§ **WHAT YOU NEED TO DO**
Reproduce every line of the records below as a numbered list, skipping blank lines and omitting the pictures.

§ **RECORD EXTRACTS**
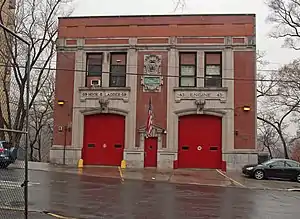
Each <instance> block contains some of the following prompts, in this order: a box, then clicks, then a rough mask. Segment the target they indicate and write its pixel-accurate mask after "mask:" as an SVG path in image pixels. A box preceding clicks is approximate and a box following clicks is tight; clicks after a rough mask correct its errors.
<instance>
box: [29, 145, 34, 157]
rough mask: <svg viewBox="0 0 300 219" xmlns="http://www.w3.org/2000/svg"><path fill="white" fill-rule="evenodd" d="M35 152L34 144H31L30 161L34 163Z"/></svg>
mask: <svg viewBox="0 0 300 219" xmlns="http://www.w3.org/2000/svg"><path fill="white" fill-rule="evenodd" d="M33 150H34V148H33V144H30V155H29V160H30V161H33Z"/></svg>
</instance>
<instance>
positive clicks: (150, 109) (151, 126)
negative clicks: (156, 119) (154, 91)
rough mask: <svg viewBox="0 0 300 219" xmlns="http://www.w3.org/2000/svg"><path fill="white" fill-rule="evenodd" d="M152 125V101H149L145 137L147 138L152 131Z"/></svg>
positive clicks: (152, 122)
mask: <svg viewBox="0 0 300 219" xmlns="http://www.w3.org/2000/svg"><path fill="white" fill-rule="evenodd" d="M152 125H153V111H152V99H151V98H150V99H149V107H148V117H147V124H146V137H147V138H148V137H149V136H150V134H151V131H152V128H153V127H152Z"/></svg>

§ **RESULT**
1. Each <instance> block contains some of the following prompts, in this order: a box, then clicks, then a rough mask. Segment the target they indicate and write its pixel-accurate mask after "mask:" as an SVG path in image pixels. A box preceding clicks is approximate and a box following clicks is tight; clicks after a rough mask correct its errors.
2. <instance>
3. box: [29, 145, 34, 157]
4. rough mask: <svg viewBox="0 0 300 219" xmlns="http://www.w3.org/2000/svg"><path fill="white" fill-rule="evenodd" d="M35 152L34 144H31L30 161L34 163Z"/></svg>
5. mask: <svg viewBox="0 0 300 219" xmlns="http://www.w3.org/2000/svg"><path fill="white" fill-rule="evenodd" d="M33 150H34V148H33V144H30V155H29V160H30V161H33Z"/></svg>
6. </instance>
7. <instance>
8. positive clicks: (150, 109) (151, 126)
9. negative clicks: (156, 119) (154, 91)
10. rough mask: <svg viewBox="0 0 300 219" xmlns="http://www.w3.org/2000/svg"><path fill="white" fill-rule="evenodd" d="M152 125V101H149L145 137L147 138L152 131Z"/></svg>
11. positive clicks: (152, 122)
12. mask: <svg viewBox="0 0 300 219" xmlns="http://www.w3.org/2000/svg"><path fill="white" fill-rule="evenodd" d="M152 125H153V111H152V99H151V98H150V99H149V107H148V117H147V124H146V137H147V138H148V137H149V136H150V134H151V131H152V128H153V127H152Z"/></svg>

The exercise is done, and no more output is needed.